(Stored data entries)
──────

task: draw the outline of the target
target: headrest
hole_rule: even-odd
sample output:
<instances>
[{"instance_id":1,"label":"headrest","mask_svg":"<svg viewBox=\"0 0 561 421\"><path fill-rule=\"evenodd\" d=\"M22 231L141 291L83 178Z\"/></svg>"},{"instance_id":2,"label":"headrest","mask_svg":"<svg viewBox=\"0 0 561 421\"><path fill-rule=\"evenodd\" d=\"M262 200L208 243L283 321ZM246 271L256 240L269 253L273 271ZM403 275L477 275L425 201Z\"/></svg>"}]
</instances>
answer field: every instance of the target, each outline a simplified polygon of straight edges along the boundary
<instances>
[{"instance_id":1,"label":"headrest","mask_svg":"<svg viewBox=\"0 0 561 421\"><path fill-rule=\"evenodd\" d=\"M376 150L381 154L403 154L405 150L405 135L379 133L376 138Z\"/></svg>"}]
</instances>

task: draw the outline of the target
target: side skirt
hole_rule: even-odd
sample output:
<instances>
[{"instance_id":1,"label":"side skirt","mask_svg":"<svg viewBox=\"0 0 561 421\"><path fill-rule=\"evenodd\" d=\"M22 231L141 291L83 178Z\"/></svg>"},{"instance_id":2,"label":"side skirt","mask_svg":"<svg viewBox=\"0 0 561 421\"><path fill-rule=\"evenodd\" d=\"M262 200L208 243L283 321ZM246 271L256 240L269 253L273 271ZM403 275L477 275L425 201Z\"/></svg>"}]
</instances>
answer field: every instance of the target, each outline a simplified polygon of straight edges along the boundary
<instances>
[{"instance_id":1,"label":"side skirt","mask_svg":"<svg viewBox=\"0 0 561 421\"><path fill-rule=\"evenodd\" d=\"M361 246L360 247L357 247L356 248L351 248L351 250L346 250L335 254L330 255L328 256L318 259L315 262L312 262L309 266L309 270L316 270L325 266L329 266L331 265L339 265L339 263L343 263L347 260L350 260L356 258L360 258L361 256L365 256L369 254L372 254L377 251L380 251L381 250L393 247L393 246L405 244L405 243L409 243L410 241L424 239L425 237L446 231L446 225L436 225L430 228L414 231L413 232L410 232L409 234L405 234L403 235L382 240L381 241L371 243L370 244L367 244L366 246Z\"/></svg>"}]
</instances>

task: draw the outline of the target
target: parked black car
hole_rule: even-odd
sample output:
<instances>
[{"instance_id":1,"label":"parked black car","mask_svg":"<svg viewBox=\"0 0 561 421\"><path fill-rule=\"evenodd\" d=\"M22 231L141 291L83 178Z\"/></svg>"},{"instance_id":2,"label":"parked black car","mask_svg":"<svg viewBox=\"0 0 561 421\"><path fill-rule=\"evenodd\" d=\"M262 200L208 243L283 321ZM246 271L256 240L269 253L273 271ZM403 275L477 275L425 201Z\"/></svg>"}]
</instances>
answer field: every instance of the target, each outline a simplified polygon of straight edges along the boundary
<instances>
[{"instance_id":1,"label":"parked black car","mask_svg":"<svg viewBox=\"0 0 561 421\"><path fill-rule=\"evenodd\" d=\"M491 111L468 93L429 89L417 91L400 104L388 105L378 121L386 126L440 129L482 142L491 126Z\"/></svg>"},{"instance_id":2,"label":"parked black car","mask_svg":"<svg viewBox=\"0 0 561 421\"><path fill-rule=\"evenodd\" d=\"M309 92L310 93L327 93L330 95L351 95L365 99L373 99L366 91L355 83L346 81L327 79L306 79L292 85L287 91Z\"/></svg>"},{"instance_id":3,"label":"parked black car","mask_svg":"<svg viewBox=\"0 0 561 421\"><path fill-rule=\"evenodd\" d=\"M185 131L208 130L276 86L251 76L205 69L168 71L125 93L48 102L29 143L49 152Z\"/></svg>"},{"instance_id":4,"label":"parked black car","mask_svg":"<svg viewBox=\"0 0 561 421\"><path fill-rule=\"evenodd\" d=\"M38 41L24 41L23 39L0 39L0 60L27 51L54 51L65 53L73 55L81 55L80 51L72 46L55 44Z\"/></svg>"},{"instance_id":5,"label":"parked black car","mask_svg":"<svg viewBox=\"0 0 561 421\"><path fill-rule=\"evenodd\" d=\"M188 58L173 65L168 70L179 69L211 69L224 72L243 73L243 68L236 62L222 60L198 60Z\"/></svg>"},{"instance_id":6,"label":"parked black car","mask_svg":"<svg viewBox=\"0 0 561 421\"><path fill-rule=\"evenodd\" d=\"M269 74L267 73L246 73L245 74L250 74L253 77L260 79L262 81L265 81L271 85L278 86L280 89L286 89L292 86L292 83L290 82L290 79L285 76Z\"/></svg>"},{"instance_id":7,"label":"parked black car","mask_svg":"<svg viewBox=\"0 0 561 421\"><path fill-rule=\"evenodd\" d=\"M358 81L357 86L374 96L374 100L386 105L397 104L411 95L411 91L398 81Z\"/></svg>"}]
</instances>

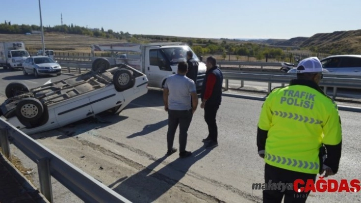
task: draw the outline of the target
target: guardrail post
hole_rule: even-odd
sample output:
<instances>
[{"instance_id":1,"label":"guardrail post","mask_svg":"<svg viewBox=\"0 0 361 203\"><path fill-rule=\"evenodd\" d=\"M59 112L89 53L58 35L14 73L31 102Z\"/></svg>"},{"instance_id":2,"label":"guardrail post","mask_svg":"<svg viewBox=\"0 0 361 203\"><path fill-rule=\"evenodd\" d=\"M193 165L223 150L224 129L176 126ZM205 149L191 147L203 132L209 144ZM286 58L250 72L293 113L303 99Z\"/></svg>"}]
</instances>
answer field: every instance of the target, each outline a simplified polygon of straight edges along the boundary
<instances>
[{"instance_id":1,"label":"guardrail post","mask_svg":"<svg viewBox=\"0 0 361 203\"><path fill-rule=\"evenodd\" d=\"M49 159L45 157L38 159L37 161L40 191L48 201L50 202L54 202Z\"/></svg>"},{"instance_id":2,"label":"guardrail post","mask_svg":"<svg viewBox=\"0 0 361 203\"><path fill-rule=\"evenodd\" d=\"M272 88L272 83L271 82L268 82L268 93L271 92L271 89Z\"/></svg>"},{"instance_id":3,"label":"guardrail post","mask_svg":"<svg viewBox=\"0 0 361 203\"><path fill-rule=\"evenodd\" d=\"M10 146L8 139L8 130L5 128L0 129L0 144L3 154L8 159L10 159Z\"/></svg>"}]
</instances>

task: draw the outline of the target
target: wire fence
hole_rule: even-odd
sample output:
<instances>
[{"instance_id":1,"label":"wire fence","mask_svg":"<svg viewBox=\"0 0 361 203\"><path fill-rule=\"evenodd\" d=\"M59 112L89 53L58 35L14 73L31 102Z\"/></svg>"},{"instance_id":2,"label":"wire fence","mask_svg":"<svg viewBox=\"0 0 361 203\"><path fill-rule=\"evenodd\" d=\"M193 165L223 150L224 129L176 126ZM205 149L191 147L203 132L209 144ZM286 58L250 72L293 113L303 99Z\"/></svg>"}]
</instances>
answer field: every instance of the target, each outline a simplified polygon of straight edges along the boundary
<instances>
[{"instance_id":1,"label":"wire fence","mask_svg":"<svg viewBox=\"0 0 361 203\"><path fill-rule=\"evenodd\" d=\"M29 53L32 55L35 55L36 51L30 51ZM128 55L134 54L133 53L126 53ZM86 52L57 52L55 51L56 56L92 56L91 53ZM110 52L95 52L96 57L112 57L114 56L114 53ZM213 56L217 61L231 61L240 62L289 62L297 63L299 61L308 57L317 56L320 60L331 55L330 54L321 53L295 53L292 52L286 52L281 55L271 55L268 54L248 54L248 55L235 55L231 53L203 53L197 54L198 56L201 56L205 60L210 56Z\"/></svg>"}]
</instances>

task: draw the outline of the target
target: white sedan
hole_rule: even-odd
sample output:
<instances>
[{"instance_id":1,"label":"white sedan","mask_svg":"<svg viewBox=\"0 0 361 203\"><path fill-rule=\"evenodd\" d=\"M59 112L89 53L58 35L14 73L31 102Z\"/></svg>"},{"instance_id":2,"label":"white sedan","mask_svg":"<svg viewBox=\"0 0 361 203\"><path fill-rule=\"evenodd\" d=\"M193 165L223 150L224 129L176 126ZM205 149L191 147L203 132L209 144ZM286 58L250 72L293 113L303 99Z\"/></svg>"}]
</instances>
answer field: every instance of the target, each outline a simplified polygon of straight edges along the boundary
<instances>
[{"instance_id":1,"label":"white sedan","mask_svg":"<svg viewBox=\"0 0 361 203\"><path fill-rule=\"evenodd\" d=\"M57 128L105 111L119 113L132 100L147 92L148 79L125 64L111 67L99 58L92 70L30 90L13 82L0 115L28 134Z\"/></svg>"},{"instance_id":2,"label":"white sedan","mask_svg":"<svg viewBox=\"0 0 361 203\"><path fill-rule=\"evenodd\" d=\"M22 63L24 75L33 74L35 77L44 75L61 75L61 66L48 56L29 57Z\"/></svg>"}]
</instances>

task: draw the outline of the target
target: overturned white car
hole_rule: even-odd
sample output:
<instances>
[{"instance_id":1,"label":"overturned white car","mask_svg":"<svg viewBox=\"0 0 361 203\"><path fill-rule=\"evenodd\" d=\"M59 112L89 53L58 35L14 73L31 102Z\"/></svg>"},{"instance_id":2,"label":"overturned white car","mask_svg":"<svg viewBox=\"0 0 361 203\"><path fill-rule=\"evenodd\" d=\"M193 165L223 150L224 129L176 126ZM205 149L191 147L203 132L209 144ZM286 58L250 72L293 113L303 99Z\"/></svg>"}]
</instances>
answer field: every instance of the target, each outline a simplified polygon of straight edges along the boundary
<instances>
[{"instance_id":1,"label":"overturned white car","mask_svg":"<svg viewBox=\"0 0 361 203\"><path fill-rule=\"evenodd\" d=\"M92 71L29 89L13 82L5 90L8 99L0 106L7 121L32 134L58 128L98 113L119 113L147 92L148 79L125 64L111 67L98 59Z\"/></svg>"}]
</instances>

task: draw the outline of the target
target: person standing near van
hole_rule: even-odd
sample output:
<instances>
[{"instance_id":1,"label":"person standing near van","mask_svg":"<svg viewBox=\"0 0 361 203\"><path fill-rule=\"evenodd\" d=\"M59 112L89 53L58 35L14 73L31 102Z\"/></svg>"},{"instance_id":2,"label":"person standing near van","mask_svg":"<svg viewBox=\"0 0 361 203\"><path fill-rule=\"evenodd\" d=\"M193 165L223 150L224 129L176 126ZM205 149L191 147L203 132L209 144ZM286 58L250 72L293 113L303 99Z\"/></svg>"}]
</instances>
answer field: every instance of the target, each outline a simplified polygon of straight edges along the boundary
<instances>
[{"instance_id":1,"label":"person standing near van","mask_svg":"<svg viewBox=\"0 0 361 203\"><path fill-rule=\"evenodd\" d=\"M186 151L187 132L193 114L198 106L195 84L186 76L188 70L188 66L186 62L179 62L177 73L167 78L163 89L164 109L168 111L168 114L167 155L169 156L177 151L176 149L173 147L173 144L175 131L179 125L180 158L192 155L191 152Z\"/></svg>"},{"instance_id":2,"label":"person standing near van","mask_svg":"<svg viewBox=\"0 0 361 203\"><path fill-rule=\"evenodd\" d=\"M317 57L305 59L298 64L297 78L273 90L263 103L256 141L265 183L314 183L318 173L327 177L339 170L341 120L337 104L318 85L327 72ZM299 192L266 189L263 202L280 203L284 198L286 203L305 202L310 191Z\"/></svg>"},{"instance_id":3,"label":"person standing near van","mask_svg":"<svg viewBox=\"0 0 361 203\"><path fill-rule=\"evenodd\" d=\"M197 84L197 75L198 75L198 62L193 59L193 53L189 50L187 52L187 63L188 64L188 72L186 76L192 79Z\"/></svg>"},{"instance_id":4,"label":"person standing near van","mask_svg":"<svg viewBox=\"0 0 361 203\"><path fill-rule=\"evenodd\" d=\"M208 136L202 141L208 142L205 147L213 148L218 146L218 132L216 117L222 101L222 85L223 74L217 66L217 61L213 56L207 58L205 66L207 70L202 84L200 107L204 109L204 120L208 126Z\"/></svg>"}]
</instances>

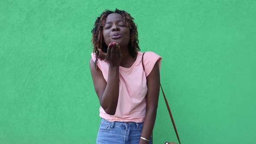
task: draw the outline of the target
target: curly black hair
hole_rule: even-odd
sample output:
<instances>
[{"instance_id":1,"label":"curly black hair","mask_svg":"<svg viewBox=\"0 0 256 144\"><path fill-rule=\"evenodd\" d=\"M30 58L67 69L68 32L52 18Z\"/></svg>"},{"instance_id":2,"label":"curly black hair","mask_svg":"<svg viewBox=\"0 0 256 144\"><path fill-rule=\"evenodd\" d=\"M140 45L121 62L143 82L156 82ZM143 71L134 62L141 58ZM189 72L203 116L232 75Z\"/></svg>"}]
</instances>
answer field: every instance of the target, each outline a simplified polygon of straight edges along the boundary
<instances>
[{"instance_id":1,"label":"curly black hair","mask_svg":"<svg viewBox=\"0 0 256 144\"><path fill-rule=\"evenodd\" d=\"M92 30L92 42L93 45L93 53L95 53L96 60L95 62L95 68L97 69L98 58L102 59L99 55L98 49L101 49L103 52L106 53L108 46L105 43L103 36L103 27L106 22L106 19L108 16L111 13L117 13L122 15L126 24L130 28L130 41L128 43L128 51L132 57L135 57L138 51L141 49L138 45L138 32L137 27L135 25L133 17L124 10L115 9L115 11L108 10L103 12L99 17L98 17L94 23L94 27Z\"/></svg>"}]
</instances>

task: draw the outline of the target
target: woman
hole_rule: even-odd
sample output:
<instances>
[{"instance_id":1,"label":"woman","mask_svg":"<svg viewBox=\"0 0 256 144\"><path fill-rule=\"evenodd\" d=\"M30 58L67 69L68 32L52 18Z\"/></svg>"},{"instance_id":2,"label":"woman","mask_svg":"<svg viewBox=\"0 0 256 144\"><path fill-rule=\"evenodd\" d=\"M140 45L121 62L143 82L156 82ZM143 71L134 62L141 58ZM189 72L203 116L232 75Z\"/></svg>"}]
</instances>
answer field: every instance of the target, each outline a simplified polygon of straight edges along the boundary
<instances>
[{"instance_id":1,"label":"woman","mask_svg":"<svg viewBox=\"0 0 256 144\"><path fill-rule=\"evenodd\" d=\"M90 68L102 118L97 144L151 144L161 58L147 52L142 62L137 26L125 11L104 12L92 33Z\"/></svg>"}]
</instances>

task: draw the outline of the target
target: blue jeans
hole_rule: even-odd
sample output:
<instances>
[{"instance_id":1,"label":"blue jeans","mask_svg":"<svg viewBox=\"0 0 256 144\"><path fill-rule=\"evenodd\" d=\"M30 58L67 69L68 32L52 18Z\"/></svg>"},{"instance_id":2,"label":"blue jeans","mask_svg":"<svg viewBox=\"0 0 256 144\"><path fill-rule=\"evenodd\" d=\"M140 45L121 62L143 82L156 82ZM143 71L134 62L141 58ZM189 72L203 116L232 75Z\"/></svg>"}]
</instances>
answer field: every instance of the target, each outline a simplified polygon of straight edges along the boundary
<instances>
[{"instance_id":1,"label":"blue jeans","mask_svg":"<svg viewBox=\"0 0 256 144\"><path fill-rule=\"evenodd\" d=\"M143 127L143 123L111 122L102 118L96 144L138 144ZM151 137L148 144L152 144Z\"/></svg>"}]
</instances>

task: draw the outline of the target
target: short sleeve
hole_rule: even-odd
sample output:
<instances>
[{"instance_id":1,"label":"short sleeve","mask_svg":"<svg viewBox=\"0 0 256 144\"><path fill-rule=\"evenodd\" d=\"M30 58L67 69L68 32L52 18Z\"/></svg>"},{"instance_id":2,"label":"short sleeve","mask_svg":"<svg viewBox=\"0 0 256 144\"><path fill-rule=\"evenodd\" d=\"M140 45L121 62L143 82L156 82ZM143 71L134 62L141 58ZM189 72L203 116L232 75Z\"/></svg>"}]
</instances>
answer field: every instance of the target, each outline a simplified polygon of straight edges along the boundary
<instances>
[{"instance_id":1,"label":"short sleeve","mask_svg":"<svg viewBox=\"0 0 256 144\"><path fill-rule=\"evenodd\" d=\"M92 60L93 60L93 62L95 62L95 61L96 60L96 55L95 55L95 54L93 53L93 52L92 52L91 55L92 56ZM100 59L98 59L97 62L97 66L98 66L98 67L99 69L100 69L101 71L102 71L102 69L100 61Z\"/></svg>"},{"instance_id":2,"label":"short sleeve","mask_svg":"<svg viewBox=\"0 0 256 144\"><path fill-rule=\"evenodd\" d=\"M148 76L154 68L156 62L158 62L159 69L161 65L162 57L152 52L147 52L144 54L143 63L145 67L146 76Z\"/></svg>"}]
</instances>

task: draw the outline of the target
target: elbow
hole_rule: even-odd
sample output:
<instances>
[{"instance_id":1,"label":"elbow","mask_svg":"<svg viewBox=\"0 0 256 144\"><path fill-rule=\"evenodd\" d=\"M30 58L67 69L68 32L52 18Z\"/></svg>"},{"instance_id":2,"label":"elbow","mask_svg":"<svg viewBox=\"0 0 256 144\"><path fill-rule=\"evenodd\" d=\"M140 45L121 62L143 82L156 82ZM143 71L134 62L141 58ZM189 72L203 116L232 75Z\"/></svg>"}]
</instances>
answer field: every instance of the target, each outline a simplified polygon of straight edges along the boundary
<instances>
[{"instance_id":1,"label":"elbow","mask_svg":"<svg viewBox=\"0 0 256 144\"><path fill-rule=\"evenodd\" d=\"M110 109L110 108L104 109L104 108L103 109L104 109L104 111L105 111L105 112L108 115L114 115L115 114L115 109L112 110Z\"/></svg>"},{"instance_id":2,"label":"elbow","mask_svg":"<svg viewBox=\"0 0 256 144\"><path fill-rule=\"evenodd\" d=\"M101 104L101 106L102 108L104 110L104 111L108 115L114 115L115 114L115 111L116 110L116 107L114 107L111 105L105 105Z\"/></svg>"}]
</instances>

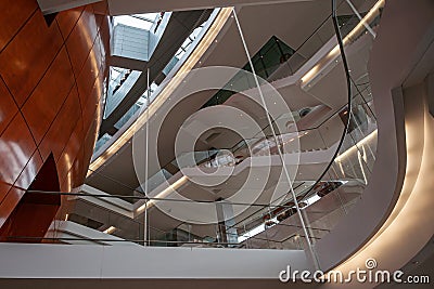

──────

To do:
Extract every line of the records above that contains the string "skirt", treating case as significant.

Answer to the task:
target: side skirt
[{"instance_id":1,"label":"side skirt","mask_svg":"<svg viewBox=\"0 0 561 421\"><path fill-rule=\"evenodd\" d=\"M22 231L141 291L83 178Z\"/></svg>"},{"instance_id":2,"label":"side skirt","mask_svg":"<svg viewBox=\"0 0 561 421\"><path fill-rule=\"evenodd\" d=\"M262 200L208 243L283 321ZM246 271L256 240L269 253L273 271ZM403 275L477 275L425 201Z\"/></svg>"}]
[{"instance_id":1,"label":"side skirt","mask_svg":"<svg viewBox=\"0 0 561 421\"><path fill-rule=\"evenodd\" d=\"M361 246L360 247L357 247L356 248L351 248L351 250L346 250L335 254L330 255L328 256L318 259L315 262L312 262L309 266L309 270L316 270L325 266L329 266L331 265L339 265L339 263L343 263L347 260L350 260L356 258L360 258L361 256L365 256L369 254L372 254L377 251L380 251L381 250L393 247L393 246L405 244L405 243L409 243L410 241L424 239L425 237L446 231L446 225L436 225L430 228L414 231L413 232L410 232L409 234L405 234L403 235L382 240L381 241L371 243L370 244L367 244L366 246Z\"/></svg>"}]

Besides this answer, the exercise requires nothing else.